PAGE EXCERPT:
>>>
[Assam] Article
anitak goswami
goswamianitak at yahoo.co.in
Fri Feb 13 00:49:17 PST 2009
Newspapers are here to stay
— Ranen Kumar Goswami
The
high birth rate of television networks is a death threat to newspapers,
so goes the popular perception. Some pompous preachers are writing
obituaries, especially at seminars in Western cities. Yet some others
say the market is exhausted, real journalism will be on television, and
there is no future in smearing black ink on dead trees and getting
child labour to deliver it on cold mornings.
But proving all of
them wrong, newspapers have refused to die. Simon Jenkins, who writes
for The Guardian, says: “Most of this doom-talk emanates from America,
where newspaper circulations have indeed been falling for decades. The
popular view is that this is because of competition from television and
the internet. The electronic media offer more readily accessible
information. As a result, not a year passes without another noble title
sinking like a battleship in Pearl Harbour, its reporters enacting the
Front Page for gleeful television cameras.” In a signed article in
January 2006, Jenkins wrote that, “in 1981 the outlook for British
papers was indeed grim. This is not because they were losing money –
most had relied on outside support for years – but because their
production and editorial methods were inflexible and deterred
competition. Even so, daily circulation was little changed from 20
years earlier, hovering at a million either side of 14 million......
British popular newspaper sales have continued to fall, from 13 million
overall in 1965 to less than 9 million today. But they are a separate
publishing market. Upmarket newspapers show a reverse trend. Their
daily circulation has defied every pundit, rising by a third since 1965
from two million to close to three million. The figure for the serious
Sunday titles is the same today as it was then, 2.7 million.”
In
India too, there’s no room for despair. Leading media watchers point
out that with newspapers in ten different scripts and 13 major
languages, the newspaper revolution in the country is unparalled
anywhere else. Renowned political scientist Professor Robin Jeffrey,
Faculty of Humanities and Social Sciences, La Trobe University,
Australia, in his scholarship on the growth of successful newspapers in
a dozen Indian languages over the past three decades, highlights a
lively and buoyant situation. He says five factors are mainly
responsible for this. They are improved technology, which enables the
production and distribution of larger numbers of more attractive
newspapers; steadily expanding literacy; expanding purchasing power;
aggressive publishing that is driven by profit, power and survival and
seeks expansion; and political excitement. In Professor Jeffrey’s
opinion, for the past decades, the Indian regional language newspapers
have provided the hinges for the idea of a nation. The end of the
Emergency and the beginning of the 1990s spurred the growth of the
regional Press, catalysed by the communications revolution. Between
1976 and 2001, newspaper penetration trebled and daily circulation
increased six-fold. In 2005, advertisement revenue in the print media
exceeded 2000 million US dollars. The daily circulation of newspapers
saw a steep rise even during the 1990s when satellite television made
rapid inroads. However, as newspapers have become a mass industry, they
have lost their political potency as they are vulnerable to pressures
from the government and advertisers. Also, the increasing
corporatisation of media houses poses more of a threat to a free
many-voice Press than the prospect of foreign direct investment, says
Professor Jeffrey.
<<<
DATASET ENTRIES:
>>>
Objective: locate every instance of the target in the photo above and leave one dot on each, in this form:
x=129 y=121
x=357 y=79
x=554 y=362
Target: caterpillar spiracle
<<<
EXERCISE AIM: From the newspaper article above the records, write out everything from "[Assam] Article" down to "on cold mornings.", word for word.

SOLUTION TO THIS TASK:
[Assam] Article
anitak goswami
goswamianitak at yahoo.co.in
Fri Feb 13 00:49:17 PST 2009
Newspapers are here to stay
— Ranen Kumar Goswami
The
high birth rate of television networks is a death threat to newspapers,
so goes the popular perception. Some pompous preachers are writing
obituaries, especially at seminars in Western cities. Yet some others
say the market is exhausted, real journalism will be on television, and
there is no future in smearing black ink on dead trees and getting
child labour to deliver it on cold mornings.